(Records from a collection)
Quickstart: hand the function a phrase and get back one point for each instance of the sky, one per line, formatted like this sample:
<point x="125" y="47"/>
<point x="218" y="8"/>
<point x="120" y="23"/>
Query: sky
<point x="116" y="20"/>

▶ TASK: The task calls for each record to be returned verbatim.

▶ ANSWER TO THIS EXERCISE:
Quickstart: hand the function a phrase and get back one point for each instance of the sky, one per line, formatted like this sample:
<point x="125" y="47"/>
<point x="218" y="8"/>
<point x="120" y="23"/>
Query: sky
<point x="116" y="20"/>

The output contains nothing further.